### ТЕКСТ

Оценки и характеристики в тексте крайне пристрастны и чаще всего несправедливы.

С отвращением отбросив книгу, читатель вынесет из нее много полезного для себя.

Последняя фраза - из пародии Александра Архангельского (не известного, как бы Гоголь сказал, Александра Архангельского - того, что взят сервировать литературно "Известия", а другого Александра Архангельского, классика-пародиста 30-х годов) - из пародии на предисловия к советским изданиям "буржуазных" книжек.

А первая фраза (плюс еще несколько) предпослана художником Ильей Кабаковым его же собственной книге "60-е - 70-е... Записки о неофициальной жизни в Москве" (Венский славистический альманах. Выпуск 47. - Вена, 1999). И в тексте самой книги найдутся, надо сказать, пассажи еще ближе бессмертным словам Архангельского: "Тут я хочу сказать, что не только эта фраза, но вся эта "рукопись" напичкана, изобилует бредом - и в области фактов, и в биографиях и т.д. Это не только вольное, а беспардонное обращение с известными событиями, именами уважаемых людей, с целыми направлениями, датами, местами действия и т.д.

Но...<...> я хочу оправдаться тем, что это типичная наша болтовня за чаем"...

Но. Но сначала надо, необходимо сказать пару слов о самом художнике Илье Иосифовиче Кабакове. И начать с того, что вся книга эта в 270 страниц - конечно, никакая не "болтовня". Это авторское свидетельство интереснейшего художника, безусловно, крупной фигуры неофициального - иначе говоря, нормального - нашего искусства последних четырех десятилетий. А к болтовне вернуться еще придется.

Мало того: едва ли не - а, по мнению многих, и вне всяких сомнений - центральной фигуры направления, которое называют концептуализмом и на котором, собственно, и кончился в искусстве советский режим. И которое сам И.И. определил когда-то, на мой взгляд, лучше всех: "Художник начинает мазать не по холсту, а по зрителю..." В книгу определение не попало, а жаль.

(Для тех, кому это интересно, хочу сказать пару слов как автор, которого к этому направлению тоже причисляли. В Москве оно прорезалось еще где-то к концу 50-х (хоть сам термин и младше) актуализацией повтора, текста-диалога - вообще элементами театрализации, демонстрационности текста, текста-выходки, текста-схемы, паузного, точечного, вообще минимального текста, текста-цитаты. Трактовать это все можно с разных сторон, но позднейшее, уже 70-х, слово "концептуализм", помнится, тогда всех более или менее устроило - по крайней мере, большинство.

######
### ЗАПИСИ

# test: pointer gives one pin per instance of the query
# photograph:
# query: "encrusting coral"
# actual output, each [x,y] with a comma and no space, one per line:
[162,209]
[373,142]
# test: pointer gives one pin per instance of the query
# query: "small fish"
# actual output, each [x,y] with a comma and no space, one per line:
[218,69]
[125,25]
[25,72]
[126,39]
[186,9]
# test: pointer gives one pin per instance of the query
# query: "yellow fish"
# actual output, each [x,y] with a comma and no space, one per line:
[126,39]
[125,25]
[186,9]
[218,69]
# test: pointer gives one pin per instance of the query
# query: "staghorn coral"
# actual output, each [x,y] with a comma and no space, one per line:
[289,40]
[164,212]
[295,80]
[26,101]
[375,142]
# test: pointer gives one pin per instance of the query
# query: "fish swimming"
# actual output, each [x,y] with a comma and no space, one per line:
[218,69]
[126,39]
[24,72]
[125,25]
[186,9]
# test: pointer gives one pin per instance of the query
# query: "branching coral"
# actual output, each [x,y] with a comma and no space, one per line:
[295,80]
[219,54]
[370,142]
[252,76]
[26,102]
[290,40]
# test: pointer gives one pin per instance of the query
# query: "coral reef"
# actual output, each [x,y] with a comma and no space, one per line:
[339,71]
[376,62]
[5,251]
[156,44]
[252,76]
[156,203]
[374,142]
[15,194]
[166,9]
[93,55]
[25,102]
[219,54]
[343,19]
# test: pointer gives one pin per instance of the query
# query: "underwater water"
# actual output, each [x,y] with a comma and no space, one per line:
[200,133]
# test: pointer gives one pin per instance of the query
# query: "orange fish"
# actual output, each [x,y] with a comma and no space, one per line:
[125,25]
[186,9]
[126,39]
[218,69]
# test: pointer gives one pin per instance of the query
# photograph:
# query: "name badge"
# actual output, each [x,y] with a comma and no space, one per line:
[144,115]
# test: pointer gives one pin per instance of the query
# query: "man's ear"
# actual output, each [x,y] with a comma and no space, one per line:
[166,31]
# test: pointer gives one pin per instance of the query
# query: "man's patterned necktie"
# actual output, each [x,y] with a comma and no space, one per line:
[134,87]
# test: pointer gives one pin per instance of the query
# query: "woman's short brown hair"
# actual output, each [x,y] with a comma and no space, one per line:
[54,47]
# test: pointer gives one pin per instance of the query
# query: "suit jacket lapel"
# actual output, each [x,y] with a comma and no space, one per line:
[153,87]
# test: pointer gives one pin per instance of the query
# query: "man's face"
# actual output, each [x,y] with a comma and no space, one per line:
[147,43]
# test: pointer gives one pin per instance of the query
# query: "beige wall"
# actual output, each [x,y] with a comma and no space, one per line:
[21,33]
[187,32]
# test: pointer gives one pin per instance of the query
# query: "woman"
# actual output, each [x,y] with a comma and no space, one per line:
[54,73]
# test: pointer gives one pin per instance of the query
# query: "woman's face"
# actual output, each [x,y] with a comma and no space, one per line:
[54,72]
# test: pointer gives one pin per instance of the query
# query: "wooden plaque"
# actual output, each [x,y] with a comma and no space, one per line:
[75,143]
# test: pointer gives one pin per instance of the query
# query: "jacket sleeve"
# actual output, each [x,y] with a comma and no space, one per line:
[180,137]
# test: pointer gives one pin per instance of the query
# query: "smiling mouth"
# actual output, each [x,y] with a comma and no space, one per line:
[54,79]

######

> _ЗАДАНИЕ 1_: Замените в тексте о Кабакове «Москве» на «Ленинграде» и приведите всё от слов «(Для тех, кому» вплоть до слов «крайней мере, большинство.».
> _ЗАДАНИЕ 2_: Продолжите текст о художнике Кабакове, начав сразу после его последнего предложения.
Записи здесь никакой роли не играют.

> _РЕЗУЛЬТАТ 1_:
(Для тех, кому это интересно, хочу сказать пару слов как автор, которого к этому направлению тоже причисляли. В Ленинграде оно прорезалось еще где-то к концу 50-х (хоть сам термин и младше) актуализацией повтора, текста-диалога - вообще элементами театрализации, демонстрационности текста, текста-выходки, текста-схемы, паузного, точечного, вообще минимального текста, текста-цитаты. Трактовать это все можно с разных сторон, но позднейшее, уже 70-х, слово "концептуализм", помнится, тогда всех более или менее устроило - по крайней мере, большинство.

> _РЕЗУЛЬТАТ 2_:
Слово применялось к хеппенингу, перформенсу, с которыми выступили в 70-е "Мухоморы", "Коллективные действия", "С-З", Жигаловы. И "прогулки за город", другие акции и действа остро выявили общее со спецификой наших текстов 15-20-летней тогда давности, а именно: с тенденцией переноса центра тяжести с произведения искусства на искусство действия, взаимодействие со зрителем-слушателем. Взять, как работает хоть тот же повтор: - Ну... Ну и долго так будет?.. Ждем-с. - Ждите-с.)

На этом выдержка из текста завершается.